---- TEXTE SOURCE
Rinjiro Shirata, le prodige du Kobukan

Par Nicolas DE ARAUJO

 

 

 

Maître Shirata fut pendant longtemps l’un des plus anciens membres de l’Aïkikaï. Admis au Kobukan dojo en 1932, il devint l’un des principaux assistants de maître Ueshiba à Tokyo puis à Osaka. Connu pour sa force physique exceptionnelle, il demeura l’un des rares professeurs d’avant-guerre à reprendre l’enseignement à la fin des années cinquante. Personnalité majeure, il fut le Président de la Fédération Japonaise d’Aïkido et du conseil supérieur de la Fédération Internationale d’Aïkido. Partisan très loyal de la famille Ueshiba, le Doshu lui décerna le haut grade de 10ème Dan à titre posthume.   

Biographie parue dans le magazine Self & Dragon Spécial Aïkido n°7 - Octobre 2021.

 

Descendant d’une famille de guerriers

Rinjiro Shirata (白田林二郎) est né le 29 mars 1912 à Oyamura, dans la préfecture de Yamagata. Quatrième d'une fratrie de cinq enfants, il est issu d’une famille de croyants Omoto Kyo. La famille Shirata est descendante d’une lignée de guerriers de hauts rangs devenus de riches propriétaires terriens grâce à l’agriculture et l’industrie forestière durant l’ère Meiji. Tout comme son grand-père, son père exerce la fonction de maire de son village. Héros de la guerre russo-japonaise, son père a participé à la bataille acharnée de Heikoutai en janvier 1905. Fils de bonne famille, le jeune Rinjiro est élevé par une nourrice et reçoit une bonne éducation notamment en lettres classiques.
--------
---- DONNÉES FOURNIES
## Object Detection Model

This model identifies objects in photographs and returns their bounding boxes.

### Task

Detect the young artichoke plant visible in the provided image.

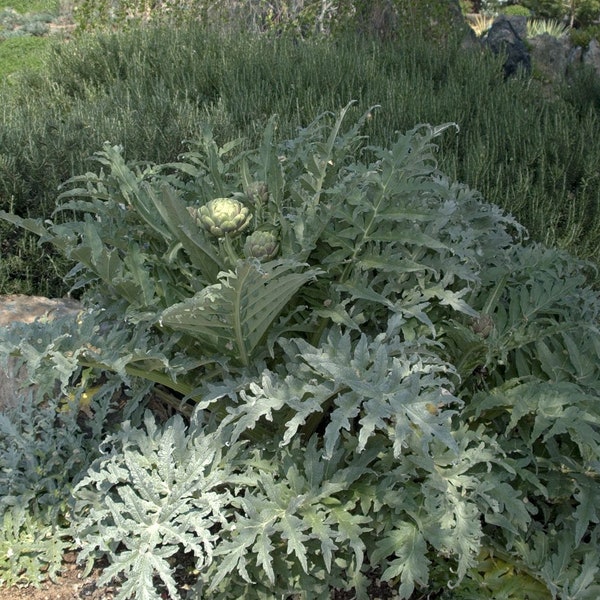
[244,230,279,261]
[196,198,252,238]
--------
> **CONSIGNE ÉCRITE**
Recopiez le passage de la biographie de Rinjiro Shirata compris entre « Rinjiro Shirata (白田林二郎) » et « en lettres classiques. », bornes incluses. Les items ne sont d'aucune utilité ici.

> **RÉPONSE COMPLÈTE**
Rinjiro Shirata (白田林二郎) est né le 29 mars 1912 à Oyamura, dans la préfecture de Yamagata. Quatrième d'une fratrie de cinq enfants, il est issu d’une famille de croyants Omoto Kyo. La famille Shirata est descendante d’une lignée de guerriers de hauts rangs devenus de riches propriétaires terriens grâce à l’agriculture et l’industrie forestière durant l’ère Meiji. Tout comme son grand-père, son père exerce la fonction de maire de son village. Héros de la guerre russo-japonaise, son père a participé à la bataille acharnée de Heikoutai en janvier 1905. Fils de bonne famille, le jeune Rinjiro est élevé par une nourrice et reçoit une bonne éducation notamment en lettres classiques.